**WHAT IS ASKED:**
Transcribe the entries exactly; images are not part of the copy.

[START OF DATA TO USE]

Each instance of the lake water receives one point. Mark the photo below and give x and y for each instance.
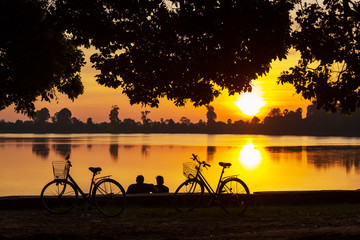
(264, 163)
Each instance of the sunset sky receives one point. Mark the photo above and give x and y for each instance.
(97, 100)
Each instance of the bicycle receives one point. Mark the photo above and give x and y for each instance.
(61, 194)
(231, 192)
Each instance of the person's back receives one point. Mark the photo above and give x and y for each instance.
(140, 186)
(160, 185)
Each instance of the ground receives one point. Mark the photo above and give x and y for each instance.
(333, 221)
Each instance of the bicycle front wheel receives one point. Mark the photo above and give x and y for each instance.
(109, 197)
(234, 196)
(188, 195)
(59, 196)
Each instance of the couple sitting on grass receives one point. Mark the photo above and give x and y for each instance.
(141, 187)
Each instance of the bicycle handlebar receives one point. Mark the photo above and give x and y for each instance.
(67, 160)
(195, 158)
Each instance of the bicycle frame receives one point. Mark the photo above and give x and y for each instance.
(93, 182)
(206, 184)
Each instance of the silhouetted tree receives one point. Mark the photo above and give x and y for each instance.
(89, 121)
(62, 117)
(183, 50)
(144, 117)
(41, 116)
(114, 115)
(185, 121)
(328, 38)
(37, 58)
(210, 115)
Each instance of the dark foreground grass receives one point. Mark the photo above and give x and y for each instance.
(286, 222)
(284, 211)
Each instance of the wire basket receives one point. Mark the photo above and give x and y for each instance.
(189, 169)
(60, 169)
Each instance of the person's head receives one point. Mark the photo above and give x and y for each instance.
(159, 180)
(140, 179)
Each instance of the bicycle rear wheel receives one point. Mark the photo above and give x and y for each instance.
(59, 196)
(109, 197)
(188, 195)
(234, 196)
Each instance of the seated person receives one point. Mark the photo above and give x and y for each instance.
(160, 185)
(140, 186)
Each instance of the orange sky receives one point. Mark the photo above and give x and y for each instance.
(97, 100)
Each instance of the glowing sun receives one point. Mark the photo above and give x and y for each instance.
(250, 103)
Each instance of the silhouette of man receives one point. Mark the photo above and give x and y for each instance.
(160, 185)
(140, 186)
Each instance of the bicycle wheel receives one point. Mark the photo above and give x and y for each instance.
(59, 196)
(109, 197)
(188, 195)
(234, 196)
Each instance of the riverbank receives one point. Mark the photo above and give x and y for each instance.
(272, 215)
(256, 199)
(300, 222)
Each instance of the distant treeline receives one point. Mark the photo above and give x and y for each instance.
(277, 122)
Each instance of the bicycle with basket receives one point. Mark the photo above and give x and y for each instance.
(61, 194)
(231, 193)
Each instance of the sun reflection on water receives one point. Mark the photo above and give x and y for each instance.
(250, 157)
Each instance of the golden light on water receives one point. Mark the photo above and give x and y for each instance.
(250, 157)
(250, 103)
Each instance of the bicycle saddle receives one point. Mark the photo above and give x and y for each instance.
(224, 164)
(95, 170)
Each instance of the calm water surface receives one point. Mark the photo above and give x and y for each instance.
(265, 163)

[END OF DATA TO USE]

**SOLUTION TO THE EXERCISE:**
Each instance of the lake water receives one point. Mark the photo below and give x and y for each instance.
(264, 163)
Each instance of the sunset sky receives one point. Mark the photo above and give x and y for each instance.
(97, 100)
Each instance of the bicycle receives one point. Mark the photo above and give x and y for each instance.
(61, 194)
(231, 192)
Each instance of the person's back receives one point. Mark the photo above and give x and y for each instance.
(140, 186)
(160, 185)
Each instance of the ground receives one point. Mark the photo above and give x and y for each instance.
(333, 221)
Each instance of the bicycle front wheel receives one point. Mark the photo above and give x and y for each instance.
(109, 197)
(234, 196)
(188, 195)
(59, 196)
Each instance of the couple sitting on grass receives one point. Mark the photo above and give x and y for each instance.
(141, 187)
Each instance of the bicycle handlebar receives one point. Mark the photo above and give x and y for each instance.
(67, 160)
(195, 158)
Each instance of the bicycle frame receives one point. Mark the photo above and give x and y for each instance.
(93, 182)
(206, 184)
Each instance of the silhouetted tree receives one point. Mark the photo above and give x and y for each instance.
(89, 121)
(62, 117)
(183, 50)
(144, 117)
(41, 116)
(114, 115)
(185, 121)
(328, 38)
(37, 58)
(210, 115)
Each instance of the dark foreground grass receives one point. Mark the photo above and give x and y for each instance.
(286, 222)
(284, 211)
Each instance of the wire basket receives one point. Mark the photo above and give x and y for each instance.
(189, 169)
(60, 169)
Each instance of the person's head receives one point. Mark the photo above and give x and y for each instance.
(159, 180)
(140, 179)
Each instance of the bicycle rear wheel receives one point. Mark the photo above and give x and y for each instance.
(59, 196)
(109, 197)
(188, 195)
(234, 196)
Each instance of the seated person receives one point. Mark the photo above and give x and y for each instance.
(160, 185)
(140, 186)
Each instance of the orange sky receives one point. Mark the photo above and give x and y for each instance.
(97, 100)
Each instance of the glowing sun receives one point. Mark the photo above and give x and y for each instance.
(250, 103)
Each instance of the silhouette of man receives one point. Mark the photo above and give x and y for each instance.
(160, 185)
(140, 186)
Each instance of the bicycle wheel receives one point. Mark the photo above and give x and y for each instance.
(59, 196)
(109, 197)
(188, 195)
(234, 196)
Each instance of the riverbank receives one point. Mark the photo above and give x and y for each instance.
(272, 215)
(256, 199)
(300, 222)
Each instance of the distant treeline receives one point. Mark the photo above and give x and y for each instance.
(277, 122)
Each instance of the bicycle with basket receives one point. Mark the photo above and give x and y for each instance.
(61, 194)
(231, 193)
Each instance of the sun reflection on water receives one point. Mark the photo above and give x and y for each instance.
(250, 157)
Each instance of the golden light on water receives one point. Mark the photo above and give x and y for each instance.
(250, 157)
(250, 103)
Each instance of the bicycle saddle receives one point. Mark the photo above and give x and y for each instance.
(224, 164)
(95, 170)
Each instance of the calm water surface receives one point. Mark the photo above and give x and y for each instance.
(265, 163)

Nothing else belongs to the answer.